Nos comentários sobre o filme Nosso Lar, qual conflito já havia começado e é mencionado pelo filme?

■ **Trecho do documento**:
┄┄┄┄┄┄
E neste quesito acho que o João ganhou nota 10...rs
E aih Solimeo, blz?
Legal sua critica, mas tenho um senao..... Po Joao, pega leve!!! rsrsrs....
O filme por si soh jah eh um marco!!!
Quando eh que Holywood ia deixar de investir no cinema porrada, terror, sexo, comedia besteirol, para investir numa proposta mais seria como Nosso Lar....
Filmes como Ghosht, O ceu pode esperar, Os Outros, podem ter sido precursores, mas Nosso Lar, nao é fantasia (pelo menos para os Espíritas), e para os produtores que investiram.
Quebra de Paradigmas, com uma nova proposta de uma nova sociedade, quem sabe....
sao as respostas de tantas criticas que fazemos eco em nosso bom e velho Rock & Roll.
Shine On
Caro João,
percebi sua dificuldade de avaliar o filme, o que realmente não é fácil, pois em grande parte você decidiu abordar o conteúdo, embora tenha feito suas ressalvas super válidas. Mas já que foi por esse lado, o filme retratou muito bem concepções espíritas: As cidades espirituais realmente "pairam" sobre as físicas e são parecidas, mas sem a confusão típica das vibrações mais baixas; as sensações no mundo espiritual são análogas às físicas, principalmente quando se está demasiado preso à matéria; as casas deveriam ser realmente simples, pois a noção de riqueza que temos no mundo físico não se aplica; a II Guerra Mundial já havia começado, e a isto se refere o filme. Enfim, achei o filme muito inspirado e bem amarrado nesse sentido.
Abraços,
Sergio Ricardo Lima
João,
Numa avaliação geral, gostei da tua crítica. Mas acho que ela carece de mais substância. Parece-me que vc não leu o livro, não é isso? Porque a leitura prévia mudaria toda a ótica com que vc nortearia a crítica.
┄┄┄┄┄┄
■ **Material fornecido**:
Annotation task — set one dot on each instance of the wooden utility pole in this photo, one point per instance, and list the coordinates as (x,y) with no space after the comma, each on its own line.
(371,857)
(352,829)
┄┄┄┄┄┄
■ **Resposta da tarefa**:
A II Guerra Mundial.